» EXTRAIT
+++
# Etui : housse ipad 2



## TonyT (19 Mai 2011)

Bonjour,

J'envisage d'acheter un iPad 2, et je pars à la pêche aux avis concernants les différentes options de protection de cette tablette.

La smartcover me tente bien, mais j'ai peur de rayer le dos de l'ipad en le posant un peu n'importe où (je l'emmènerai chez tous mes clients, et certains ont des bureaux pas franchement propres, avec même plus que de la poussière)

Donc j'ai un peu cherché des étuis qui correspondraient à celui du premier modèle qu'il y avait pour l'iPad 1, made by Apple.

Avez-vous des suggestions à me donner ?

Je vous remercie bien !


----------



## TonyT (20 Mai 2011)

Oups

Désolé j'ai mal cherché. Merci pour la réponse !


----------



## pepeye66 (20 Mai 2011)

TonyT a dit:


> Oups
> 
> Désolé j'ai mal cherché. Merci pour la réponse !



A mon avis tu n'avais pas cherché du tout !...
Car écrire "housse" dans la zone de recherches et sélectionner les forum ipad ne me semble pas très compliqué !
Mais ce n'est pas grave, heureusement pour toi, certains font les recherches à ta place.
Bonne lecture et bon choix...Et puis si tu te décides pour un achat fais profiter le forum de ton retour d'expérience.
+++
» DONNÉES DISPONIBLES
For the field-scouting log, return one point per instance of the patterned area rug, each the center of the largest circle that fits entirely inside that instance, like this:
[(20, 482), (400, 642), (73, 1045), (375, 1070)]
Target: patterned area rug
+++
» L'EXERCICE
Dans la discussion sur les étuis pour iPad 2, que craint TonyT s'il choisit la smartcover ?

» TÂCHE TERMINÉE
Il craint de rayer le dos de l'iPad en le posant un peu n'importe où.